● **Dataset records**:

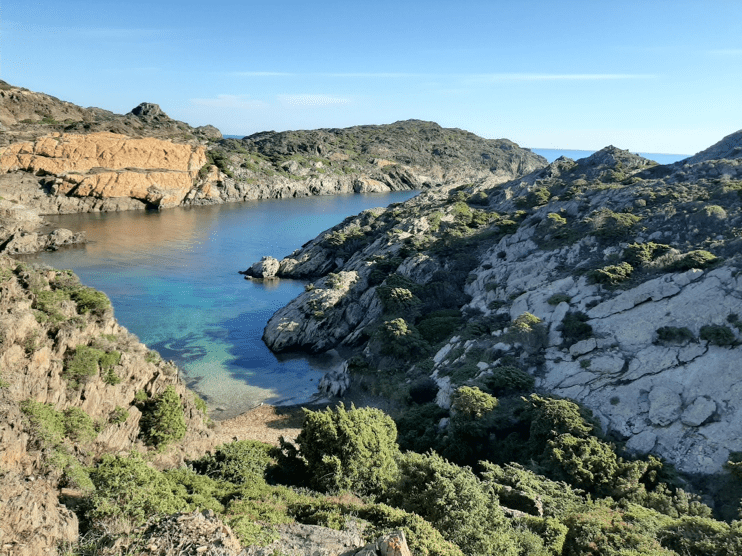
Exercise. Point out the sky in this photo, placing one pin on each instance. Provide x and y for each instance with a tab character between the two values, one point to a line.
663	76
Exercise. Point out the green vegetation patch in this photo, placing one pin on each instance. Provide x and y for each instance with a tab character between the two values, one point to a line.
718	335
637	254
610	225
163	421
84	362
611	275
674	335
349	449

● **Instructions to follow**:
The expected output is every entry, retyped exactly, with all pictures removed.

● **Response to the exercise**:
Exercise. Point out the sky in this photo, placing one pin on each instance. Provide x and y for each instance with a tab character between the two values, one point to a line.
663	76
Exercise. Point out the green vegetation patch in this photo, placing one pin on each instance. Provide x and y for each instance with a tab character between the two values, one point to a line.
718	335
637	254
610	225
163	421
84	362
611	275
674	335
349	449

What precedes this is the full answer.